What the task requires: Turn the material, from its first line up to and including the line with "pixel 111 142", into a JSON list of strings with one string per line and no blank lines. Leave the pictures out.

Source records:

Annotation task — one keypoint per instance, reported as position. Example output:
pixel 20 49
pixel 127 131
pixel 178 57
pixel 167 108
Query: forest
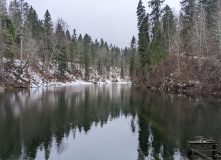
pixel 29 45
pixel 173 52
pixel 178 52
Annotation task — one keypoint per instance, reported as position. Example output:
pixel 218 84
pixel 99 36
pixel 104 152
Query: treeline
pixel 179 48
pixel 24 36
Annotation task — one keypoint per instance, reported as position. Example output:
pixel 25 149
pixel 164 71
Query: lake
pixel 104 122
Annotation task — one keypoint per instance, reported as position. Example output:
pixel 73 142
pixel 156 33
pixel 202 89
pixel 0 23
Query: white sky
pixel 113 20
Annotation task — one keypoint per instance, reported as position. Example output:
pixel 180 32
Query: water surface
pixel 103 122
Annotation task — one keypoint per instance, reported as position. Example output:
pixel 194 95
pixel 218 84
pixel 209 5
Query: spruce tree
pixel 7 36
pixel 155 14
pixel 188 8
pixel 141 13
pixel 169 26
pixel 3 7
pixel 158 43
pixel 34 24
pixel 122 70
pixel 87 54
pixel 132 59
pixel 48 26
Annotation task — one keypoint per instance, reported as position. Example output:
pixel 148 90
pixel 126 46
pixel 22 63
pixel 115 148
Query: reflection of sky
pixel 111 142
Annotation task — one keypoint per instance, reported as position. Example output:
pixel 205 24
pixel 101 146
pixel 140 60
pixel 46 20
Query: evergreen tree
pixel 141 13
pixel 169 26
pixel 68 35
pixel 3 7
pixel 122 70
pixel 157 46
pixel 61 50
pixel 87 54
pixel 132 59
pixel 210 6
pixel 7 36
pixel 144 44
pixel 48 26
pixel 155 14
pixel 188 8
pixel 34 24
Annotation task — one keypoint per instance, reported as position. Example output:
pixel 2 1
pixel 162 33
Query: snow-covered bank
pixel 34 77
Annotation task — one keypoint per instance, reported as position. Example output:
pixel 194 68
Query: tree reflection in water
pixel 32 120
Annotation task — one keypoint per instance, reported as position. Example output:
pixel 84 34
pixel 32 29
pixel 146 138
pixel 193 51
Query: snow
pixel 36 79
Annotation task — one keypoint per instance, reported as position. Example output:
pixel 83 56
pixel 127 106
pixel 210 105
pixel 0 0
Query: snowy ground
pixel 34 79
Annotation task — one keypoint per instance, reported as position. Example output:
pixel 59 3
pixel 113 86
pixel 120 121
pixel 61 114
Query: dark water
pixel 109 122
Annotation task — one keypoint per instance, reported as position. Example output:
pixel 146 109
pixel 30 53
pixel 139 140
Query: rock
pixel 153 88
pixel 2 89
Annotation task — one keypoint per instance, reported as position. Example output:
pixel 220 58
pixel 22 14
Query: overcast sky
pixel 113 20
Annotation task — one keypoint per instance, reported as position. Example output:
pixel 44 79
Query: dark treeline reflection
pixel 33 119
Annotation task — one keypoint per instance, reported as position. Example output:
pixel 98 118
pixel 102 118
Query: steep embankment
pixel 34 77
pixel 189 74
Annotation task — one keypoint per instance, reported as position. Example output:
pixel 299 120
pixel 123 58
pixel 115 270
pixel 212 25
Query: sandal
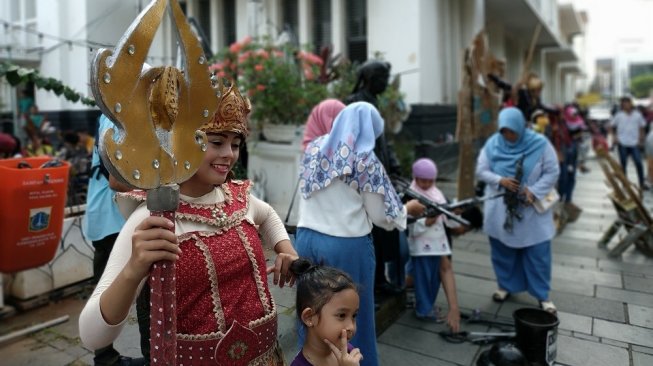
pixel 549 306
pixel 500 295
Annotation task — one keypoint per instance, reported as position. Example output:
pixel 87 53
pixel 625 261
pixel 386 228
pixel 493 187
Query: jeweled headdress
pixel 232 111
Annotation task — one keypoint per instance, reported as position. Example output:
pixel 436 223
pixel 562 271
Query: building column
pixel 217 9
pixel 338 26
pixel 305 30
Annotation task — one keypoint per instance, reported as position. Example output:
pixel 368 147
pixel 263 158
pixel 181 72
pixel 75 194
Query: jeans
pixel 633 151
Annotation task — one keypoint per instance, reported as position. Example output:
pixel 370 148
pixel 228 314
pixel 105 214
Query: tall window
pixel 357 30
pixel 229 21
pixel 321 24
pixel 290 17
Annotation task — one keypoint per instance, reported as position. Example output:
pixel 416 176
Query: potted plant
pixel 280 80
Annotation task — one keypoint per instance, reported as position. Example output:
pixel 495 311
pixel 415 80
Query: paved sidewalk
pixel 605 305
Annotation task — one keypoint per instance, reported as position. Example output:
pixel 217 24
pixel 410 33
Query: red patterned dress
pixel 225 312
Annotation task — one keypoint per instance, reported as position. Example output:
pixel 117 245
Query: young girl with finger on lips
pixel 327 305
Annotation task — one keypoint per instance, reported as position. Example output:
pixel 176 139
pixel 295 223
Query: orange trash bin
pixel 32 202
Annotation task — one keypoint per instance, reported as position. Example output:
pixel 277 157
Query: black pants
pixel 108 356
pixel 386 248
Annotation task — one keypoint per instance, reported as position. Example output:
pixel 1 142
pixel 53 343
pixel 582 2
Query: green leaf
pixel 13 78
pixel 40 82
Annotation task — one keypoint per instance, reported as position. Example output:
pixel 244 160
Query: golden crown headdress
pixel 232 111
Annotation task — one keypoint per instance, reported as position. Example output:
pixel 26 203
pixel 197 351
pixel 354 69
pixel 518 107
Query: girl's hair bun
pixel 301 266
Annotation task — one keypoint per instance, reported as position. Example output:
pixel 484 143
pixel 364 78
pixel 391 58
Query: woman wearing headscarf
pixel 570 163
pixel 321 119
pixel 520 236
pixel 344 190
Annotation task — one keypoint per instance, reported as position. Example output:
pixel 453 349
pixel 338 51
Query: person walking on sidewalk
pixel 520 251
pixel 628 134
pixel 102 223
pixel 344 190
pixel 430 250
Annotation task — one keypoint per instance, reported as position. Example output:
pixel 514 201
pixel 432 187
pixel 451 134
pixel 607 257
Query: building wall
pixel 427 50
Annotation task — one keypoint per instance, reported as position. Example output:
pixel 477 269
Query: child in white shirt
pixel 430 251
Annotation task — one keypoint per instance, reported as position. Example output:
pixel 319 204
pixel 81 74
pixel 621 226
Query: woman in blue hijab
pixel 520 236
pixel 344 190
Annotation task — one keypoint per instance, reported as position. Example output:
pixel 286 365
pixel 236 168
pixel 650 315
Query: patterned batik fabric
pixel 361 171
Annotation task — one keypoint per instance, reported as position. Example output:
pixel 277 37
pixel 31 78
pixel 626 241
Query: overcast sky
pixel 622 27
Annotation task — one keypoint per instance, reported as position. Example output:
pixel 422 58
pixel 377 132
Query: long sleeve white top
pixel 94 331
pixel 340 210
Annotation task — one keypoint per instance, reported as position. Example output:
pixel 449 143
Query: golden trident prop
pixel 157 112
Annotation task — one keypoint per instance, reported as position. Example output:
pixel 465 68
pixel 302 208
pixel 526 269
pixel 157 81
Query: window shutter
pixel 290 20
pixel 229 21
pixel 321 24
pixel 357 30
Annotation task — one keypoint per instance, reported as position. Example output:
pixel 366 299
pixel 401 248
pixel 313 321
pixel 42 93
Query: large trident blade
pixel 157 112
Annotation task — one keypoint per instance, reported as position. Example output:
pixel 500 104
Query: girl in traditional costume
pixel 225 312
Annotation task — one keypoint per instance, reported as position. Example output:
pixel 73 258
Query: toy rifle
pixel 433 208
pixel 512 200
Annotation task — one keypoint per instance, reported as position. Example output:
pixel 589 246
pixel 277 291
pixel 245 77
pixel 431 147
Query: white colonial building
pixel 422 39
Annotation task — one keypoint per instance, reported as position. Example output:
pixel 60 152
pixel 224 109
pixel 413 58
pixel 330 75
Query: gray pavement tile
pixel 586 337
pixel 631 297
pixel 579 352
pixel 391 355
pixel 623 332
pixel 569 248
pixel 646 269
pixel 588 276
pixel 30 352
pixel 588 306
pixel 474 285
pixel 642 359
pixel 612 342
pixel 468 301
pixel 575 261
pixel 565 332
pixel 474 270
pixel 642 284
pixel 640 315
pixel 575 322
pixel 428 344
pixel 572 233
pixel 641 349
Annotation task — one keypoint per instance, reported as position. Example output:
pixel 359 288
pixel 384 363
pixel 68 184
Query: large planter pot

Result of this task:
[
  "Annotation task — one keypoint per instance, reported as position. Example output:",
  "pixel 20 49",
  "pixel 127 131",
  "pixel 178 57",
  "pixel 167 108",
  "Query: forest",
  "pixel 29 45",
  "pixel 173 52",
  "pixel 178 52",
  "Annotation task — one keypoint per instance, reported as position. Example output:",
  "pixel 218 84",
  "pixel 99 36",
  "pixel 104 152",
  "Query: treeline",
  "pixel 179 48",
  "pixel 24 36",
  "Annotation task — one keypoint per instance, reported as position. Example output:",
  "pixel 25 149",
  "pixel 164 71",
  "Query: lake",
  "pixel 104 122",
  "Annotation task — one keypoint per instance, reported as position. Example output:",
  "pixel 73 142",
  "pixel 156 33",
  "pixel 202 89",
  "pixel 0 23",
  "Query: white sky",
  "pixel 113 20",
  "Annotation task — one keypoint per instance, reported as position. Example output:",
  "pixel 180 32",
  "Query: water surface",
  "pixel 103 122",
  "Annotation task — one keypoint per instance, reported as position. Example output:",
  "pixel 194 95",
  "pixel 218 84",
  "pixel 209 5",
  "Query: spruce tree",
  "pixel 7 36",
  "pixel 155 14",
  "pixel 188 8",
  "pixel 141 13",
  "pixel 169 26",
  "pixel 3 7",
  "pixel 158 43",
  "pixel 34 24",
  "pixel 122 70",
  "pixel 87 54",
  "pixel 132 59",
  "pixel 48 26",
  "Annotation task — one keypoint per instance, reported as position. Example output:",
  "pixel 148 90",
  "pixel 126 46",
  "pixel 22 63",
  "pixel 115 148",
  "Query: reflection of sky",
  "pixel 111 142"
]